━━━━━ QUOTED TEXT

# 61-64 IMPALA CONVERTIBLE TOPS



## BIGTONY (Nov 25, 2002)

I know most of them are plastic and i have seen some with glass im trying to see who all has a lifted impala rag with a glass back window and if they have had problems with the glass breaking from hitting the rear strokes??


----------



## BIGTONY (Nov 25, 2002)

> _Originally posted by BIGTONY_@Jun 15 2009, 11:59 PM~14203800
> *I know most of them are plastic and i have seen some with glass im trying to see who all has a lifted impala rag with a glass back window and if they have had problems with the glass breaking from hitting the rear strokes??
> *


?? 78 views not one response?


----------



## lone star (May 22, 2003)

ive found that if u only use 10s, with coil over...top port fitting, and use the 1 ton precut red springs.(i think reds still sells them) it will lay out perfect, and lock up normal, and the fitting will poke thru the trunk just enuff to get the hose on, it worked great for me. and didnt mess up the window. so a glass window should be ok

laid out..

━━━━━━━━━━
━━━━━ DATASET ROWS

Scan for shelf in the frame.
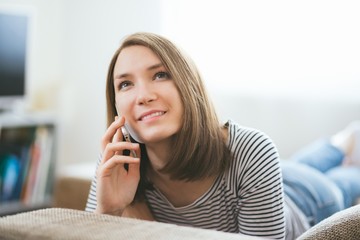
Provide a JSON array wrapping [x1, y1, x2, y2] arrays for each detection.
[[0, 113, 56, 215]]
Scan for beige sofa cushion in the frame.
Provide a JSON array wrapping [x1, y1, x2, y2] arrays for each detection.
[[298, 205, 360, 240], [0, 208, 259, 240]]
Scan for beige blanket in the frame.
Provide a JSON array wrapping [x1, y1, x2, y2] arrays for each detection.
[[0, 208, 259, 240]]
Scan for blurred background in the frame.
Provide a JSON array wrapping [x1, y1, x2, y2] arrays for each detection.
[[0, 0, 360, 171]]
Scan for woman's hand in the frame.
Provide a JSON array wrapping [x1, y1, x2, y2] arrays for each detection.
[[95, 117, 140, 216]]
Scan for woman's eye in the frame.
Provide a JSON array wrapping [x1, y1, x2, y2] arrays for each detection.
[[119, 81, 131, 90], [154, 72, 170, 79]]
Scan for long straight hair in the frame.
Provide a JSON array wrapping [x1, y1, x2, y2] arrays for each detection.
[[106, 32, 230, 195]]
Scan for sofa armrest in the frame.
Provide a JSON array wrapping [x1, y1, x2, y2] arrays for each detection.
[[298, 205, 360, 240], [0, 208, 259, 240]]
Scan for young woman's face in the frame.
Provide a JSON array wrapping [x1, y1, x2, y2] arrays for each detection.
[[114, 46, 183, 144]]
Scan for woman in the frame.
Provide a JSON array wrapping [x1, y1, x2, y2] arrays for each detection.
[[86, 33, 360, 239]]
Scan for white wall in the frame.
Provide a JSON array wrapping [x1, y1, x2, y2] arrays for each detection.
[[162, 0, 360, 100]]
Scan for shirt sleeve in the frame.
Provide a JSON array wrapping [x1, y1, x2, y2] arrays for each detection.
[[231, 124, 285, 239]]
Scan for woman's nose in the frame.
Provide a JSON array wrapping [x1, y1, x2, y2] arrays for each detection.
[[137, 84, 157, 105]]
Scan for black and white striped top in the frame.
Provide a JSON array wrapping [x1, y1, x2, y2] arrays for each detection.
[[86, 121, 285, 239]]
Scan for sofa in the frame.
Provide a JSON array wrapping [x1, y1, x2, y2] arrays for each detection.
[[0, 202, 360, 240]]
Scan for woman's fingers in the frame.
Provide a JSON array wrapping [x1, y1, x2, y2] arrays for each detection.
[[101, 155, 140, 173], [101, 142, 140, 163], [101, 117, 125, 151]]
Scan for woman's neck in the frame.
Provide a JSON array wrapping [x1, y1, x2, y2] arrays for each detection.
[[146, 141, 173, 172]]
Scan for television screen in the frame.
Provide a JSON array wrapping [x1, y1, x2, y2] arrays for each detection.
[[0, 5, 30, 110]]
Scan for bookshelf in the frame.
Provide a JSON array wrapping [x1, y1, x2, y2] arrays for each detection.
[[0, 113, 56, 216]]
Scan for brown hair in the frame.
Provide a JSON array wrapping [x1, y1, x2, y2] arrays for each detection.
[[106, 33, 230, 188]]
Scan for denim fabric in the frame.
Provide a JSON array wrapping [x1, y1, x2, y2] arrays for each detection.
[[281, 140, 360, 226]]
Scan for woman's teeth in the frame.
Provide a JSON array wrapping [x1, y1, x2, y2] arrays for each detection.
[[141, 112, 164, 120]]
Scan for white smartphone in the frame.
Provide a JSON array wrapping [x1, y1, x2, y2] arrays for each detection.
[[121, 126, 137, 157]]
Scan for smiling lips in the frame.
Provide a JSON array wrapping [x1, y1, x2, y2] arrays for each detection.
[[140, 111, 165, 121]]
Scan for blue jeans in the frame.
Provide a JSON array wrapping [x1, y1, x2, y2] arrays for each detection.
[[281, 140, 360, 226]]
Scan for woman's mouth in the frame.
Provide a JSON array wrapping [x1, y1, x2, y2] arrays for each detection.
[[140, 111, 165, 121]]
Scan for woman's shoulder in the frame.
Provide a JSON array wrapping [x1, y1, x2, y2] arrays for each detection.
[[224, 120, 278, 166]]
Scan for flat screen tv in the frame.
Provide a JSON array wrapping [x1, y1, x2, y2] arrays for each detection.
[[0, 5, 32, 111]]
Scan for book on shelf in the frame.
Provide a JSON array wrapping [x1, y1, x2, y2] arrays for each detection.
[[0, 125, 54, 207]]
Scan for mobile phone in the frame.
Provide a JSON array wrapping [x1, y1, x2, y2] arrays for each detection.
[[121, 126, 137, 157]]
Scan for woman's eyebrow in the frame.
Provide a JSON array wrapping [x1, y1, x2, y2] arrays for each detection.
[[147, 63, 163, 70], [114, 63, 163, 79]]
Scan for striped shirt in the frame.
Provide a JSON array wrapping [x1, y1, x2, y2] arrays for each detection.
[[86, 121, 285, 239]]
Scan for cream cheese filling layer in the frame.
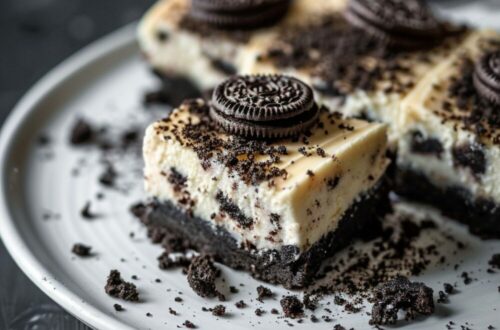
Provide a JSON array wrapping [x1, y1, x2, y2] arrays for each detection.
[[144, 104, 388, 250]]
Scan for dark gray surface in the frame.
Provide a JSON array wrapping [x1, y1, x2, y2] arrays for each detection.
[[0, 0, 492, 330], [0, 0, 153, 330]]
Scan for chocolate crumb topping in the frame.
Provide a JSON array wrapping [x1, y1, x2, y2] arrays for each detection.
[[280, 296, 304, 319], [448, 51, 500, 145], [212, 305, 226, 317], [259, 14, 464, 96], [168, 100, 287, 185], [257, 285, 274, 302]]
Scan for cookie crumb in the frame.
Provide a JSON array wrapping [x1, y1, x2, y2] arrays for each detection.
[[71, 243, 92, 257], [370, 276, 434, 325], [280, 296, 304, 319], [104, 269, 139, 301]]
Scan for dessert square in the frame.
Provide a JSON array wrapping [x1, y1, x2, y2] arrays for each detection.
[[143, 84, 389, 288], [139, 0, 470, 142], [397, 31, 500, 238]]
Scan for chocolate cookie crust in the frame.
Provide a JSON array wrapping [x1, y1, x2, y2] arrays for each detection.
[[143, 179, 390, 288], [395, 167, 500, 239]]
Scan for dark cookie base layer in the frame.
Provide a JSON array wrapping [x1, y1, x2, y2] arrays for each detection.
[[395, 168, 500, 239], [144, 179, 391, 288]]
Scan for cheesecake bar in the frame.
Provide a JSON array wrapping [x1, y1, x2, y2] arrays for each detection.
[[139, 0, 468, 141], [397, 31, 500, 238], [143, 76, 389, 288]]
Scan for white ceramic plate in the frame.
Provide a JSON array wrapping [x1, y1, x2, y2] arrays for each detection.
[[0, 20, 500, 330]]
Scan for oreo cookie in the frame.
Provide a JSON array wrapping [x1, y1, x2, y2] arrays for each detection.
[[473, 51, 500, 105], [189, 0, 290, 30], [210, 75, 319, 138], [345, 0, 445, 49]]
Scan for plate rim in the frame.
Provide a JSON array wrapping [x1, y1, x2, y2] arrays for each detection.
[[0, 22, 138, 330]]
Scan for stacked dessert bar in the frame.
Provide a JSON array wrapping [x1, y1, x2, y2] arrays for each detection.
[[144, 75, 389, 287], [139, 0, 500, 287]]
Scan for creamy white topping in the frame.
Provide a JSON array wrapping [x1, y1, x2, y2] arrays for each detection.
[[144, 102, 388, 250], [397, 31, 500, 203]]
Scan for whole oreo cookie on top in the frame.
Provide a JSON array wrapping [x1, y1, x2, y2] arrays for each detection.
[[345, 0, 445, 49], [473, 51, 500, 105], [210, 75, 319, 139], [189, 0, 290, 30]]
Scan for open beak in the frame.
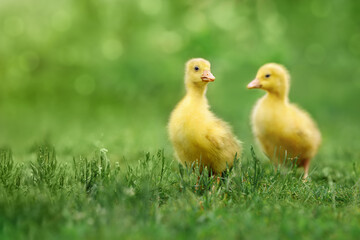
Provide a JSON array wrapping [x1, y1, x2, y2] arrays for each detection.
[[201, 70, 215, 82], [247, 78, 262, 89]]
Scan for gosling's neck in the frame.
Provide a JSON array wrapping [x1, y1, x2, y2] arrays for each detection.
[[186, 82, 207, 101], [265, 89, 289, 104]]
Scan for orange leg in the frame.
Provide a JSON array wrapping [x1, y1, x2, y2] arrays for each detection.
[[302, 158, 310, 180]]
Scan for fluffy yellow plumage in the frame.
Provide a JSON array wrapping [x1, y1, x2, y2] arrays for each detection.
[[248, 63, 321, 178], [168, 58, 242, 174]]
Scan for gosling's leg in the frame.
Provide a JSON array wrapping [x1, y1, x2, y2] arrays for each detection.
[[302, 158, 310, 180]]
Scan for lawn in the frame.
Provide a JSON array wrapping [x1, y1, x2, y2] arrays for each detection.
[[0, 0, 360, 239]]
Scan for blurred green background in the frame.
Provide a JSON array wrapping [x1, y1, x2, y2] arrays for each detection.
[[0, 0, 360, 164]]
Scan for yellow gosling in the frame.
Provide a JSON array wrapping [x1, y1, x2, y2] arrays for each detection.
[[247, 63, 321, 179], [168, 58, 242, 174]]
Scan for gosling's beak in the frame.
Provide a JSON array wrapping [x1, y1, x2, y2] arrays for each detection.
[[247, 78, 262, 89], [201, 70, 215, 82]]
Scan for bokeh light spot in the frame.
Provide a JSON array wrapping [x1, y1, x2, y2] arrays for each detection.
[[74, 75, 95, 96], [311, 0, 332, 18], [4, 17, 24, 37], [101, 38, 123, 60], [305, 43, 325, 64], [211, 3, 237, 30], [184, 10, 207, 33], [349, 33, 360, 55], [139, 0, 162, 16], [52, 10, 71, 32]]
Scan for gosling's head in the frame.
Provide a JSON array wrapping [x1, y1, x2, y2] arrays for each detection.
[[185, 58, 215, 87], [247, 63, 290, 97]]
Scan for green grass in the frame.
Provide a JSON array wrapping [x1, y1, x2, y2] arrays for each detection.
[[0, 0, 360, 239], [0, 146, 360, 239]]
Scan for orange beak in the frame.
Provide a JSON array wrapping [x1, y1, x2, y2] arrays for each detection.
[[247, 78, 262, 89], [201, 70, 215, 82]]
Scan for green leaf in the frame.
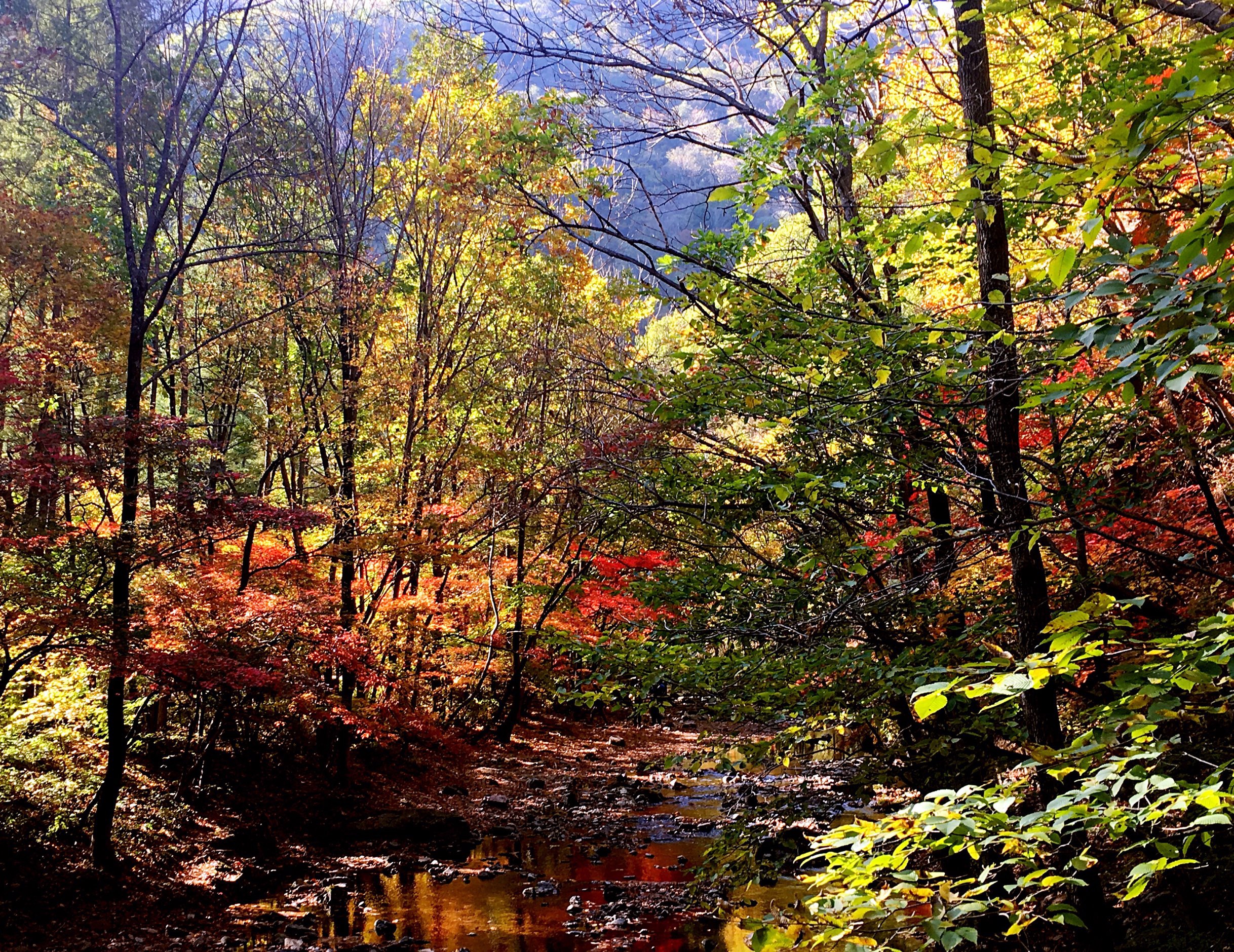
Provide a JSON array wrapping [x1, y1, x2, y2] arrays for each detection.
[[750, 926, 792, 952], [1047, 248, 1076, 288], [913, 692, 946, 721]]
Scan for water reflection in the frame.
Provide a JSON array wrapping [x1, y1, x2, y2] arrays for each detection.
[[284, 786, 802, 952]]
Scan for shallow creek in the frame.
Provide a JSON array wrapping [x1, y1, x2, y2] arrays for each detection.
[[265, 778, 824, 952]]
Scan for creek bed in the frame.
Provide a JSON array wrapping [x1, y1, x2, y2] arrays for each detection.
[[254, 775, 849, 952]]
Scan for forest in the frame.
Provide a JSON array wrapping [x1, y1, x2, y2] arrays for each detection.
[[0, 0, 1234, 952]]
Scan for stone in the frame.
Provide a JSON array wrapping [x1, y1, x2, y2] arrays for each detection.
[[373, 919, 397, 942]]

━━━━━━━━━━

▶ **REQUIRED TASK**:
From the Impala convertible top thread:
1. How many views does BIGTONY's follow-up say the thread had without a response?
2. Which springs does lone star recommend using?
3. What type of fitting does lone star mention?

▶ **FINISHED TASK**:
1. 78
2. The 1 ton precut red springs
3. A top port fitting